**Task description**: Look through the records below, and whenever a line contains "instance", copy it.

**Stored items from a collection**:
******************************

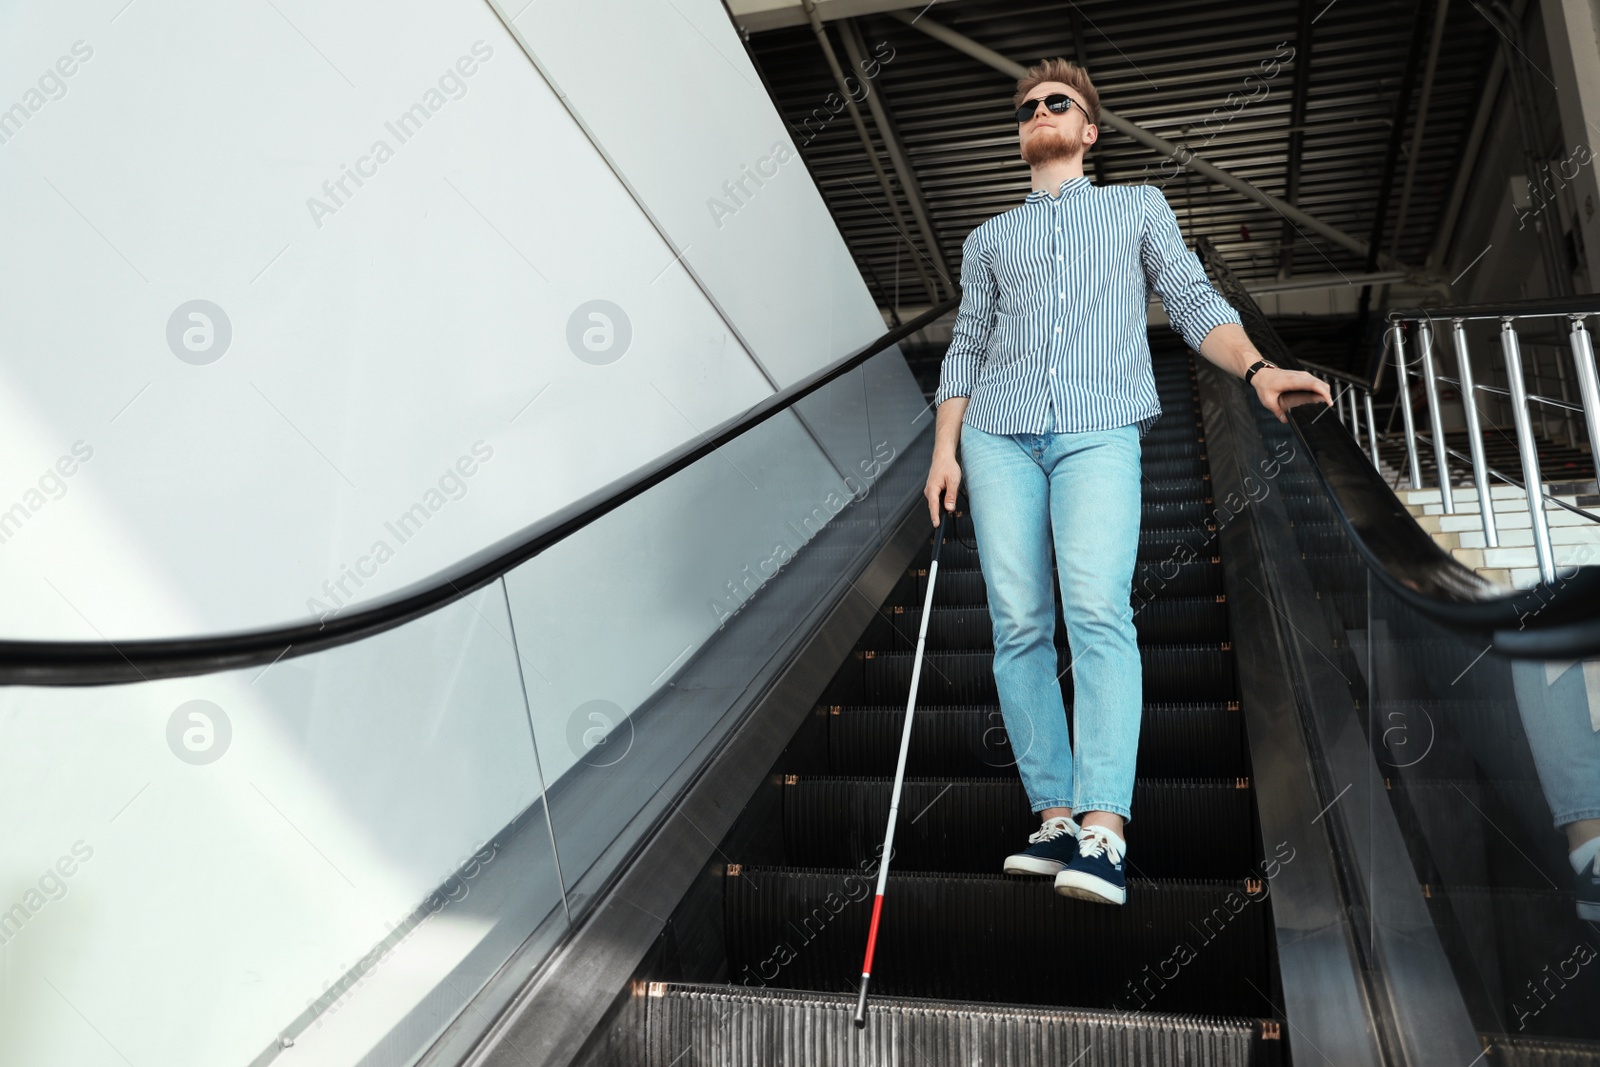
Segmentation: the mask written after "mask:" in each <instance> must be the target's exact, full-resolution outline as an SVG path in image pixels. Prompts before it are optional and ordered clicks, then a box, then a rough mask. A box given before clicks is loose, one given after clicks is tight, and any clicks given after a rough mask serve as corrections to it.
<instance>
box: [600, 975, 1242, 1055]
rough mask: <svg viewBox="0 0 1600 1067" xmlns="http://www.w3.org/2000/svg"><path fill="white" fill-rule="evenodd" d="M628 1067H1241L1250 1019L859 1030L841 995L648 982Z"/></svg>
mask: <svg viewBox="0 0 1600 1067" xmlns="http://www.w3.org/2000/svg"><path fill="white" fill-rule="evenodd" d="M638 1000H642V1001H643V1016H645V1027H643V1041H642V1045H643V1048H638V1049H635V1056H637V1059H632V1061H630V1067H669V1065H675V1067H706V1065H709V1064H718V1065H722V1064H762V1065H763V1067H802V1065H803V1067H813V1065H814V1064H827V1065H829V1067H885V1065H888V1064H915V1065H917V1067H955V1065H957V1064H958V1065H960V1067H970V1065H971V1064H984V1065H989V1064H995V1065H1002V1064H1003V1065H1005V1067H1046V1065H1056V1067H1059V1065H1062V1064H1072V1065H1074V1067H1235V1065H1237V1067H1243V1065H1245V1064H1248V1062H1250V1053H1251V1040H1253V1033H1254V1029H1256V1024H1254V1021H1251V1019H1226V1017H1174V1016H1165V1014H1155V1013H1152V1014H1144V1016H1125V1014H1122V1013H1114V1011H1062V1009H1051V1008H1002V1006H990V1005H971V1003H950V1001H939V1000H909V998H894V997H878V998H874V1001H872V1011H870V1013H869V1014H867V1027H866V1030H856V1029H854V1025H851V1008H853V1001H851V998H850V997H832V995H827V993H810V992H805V993H802V992H776V990H762V992H747V990H738V989H736V990H728V987H698V985H664V984H654V985H650V987H648V992H646V993H645V995H643V997H640V998H638Z"/></svg>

******************************

**Expected answer**:
Segmentation: the mask written after "mask:" in each <instance> must be the target's exact, full-resolution outline as an SVG path in image pixels. Prompts before it are optional and ordered clicks, then a box, then a rough mask. A box given before clicks is loose, one given after clicks is tight, and any clicks given after a rough mask serve as corrections to it.
<instance>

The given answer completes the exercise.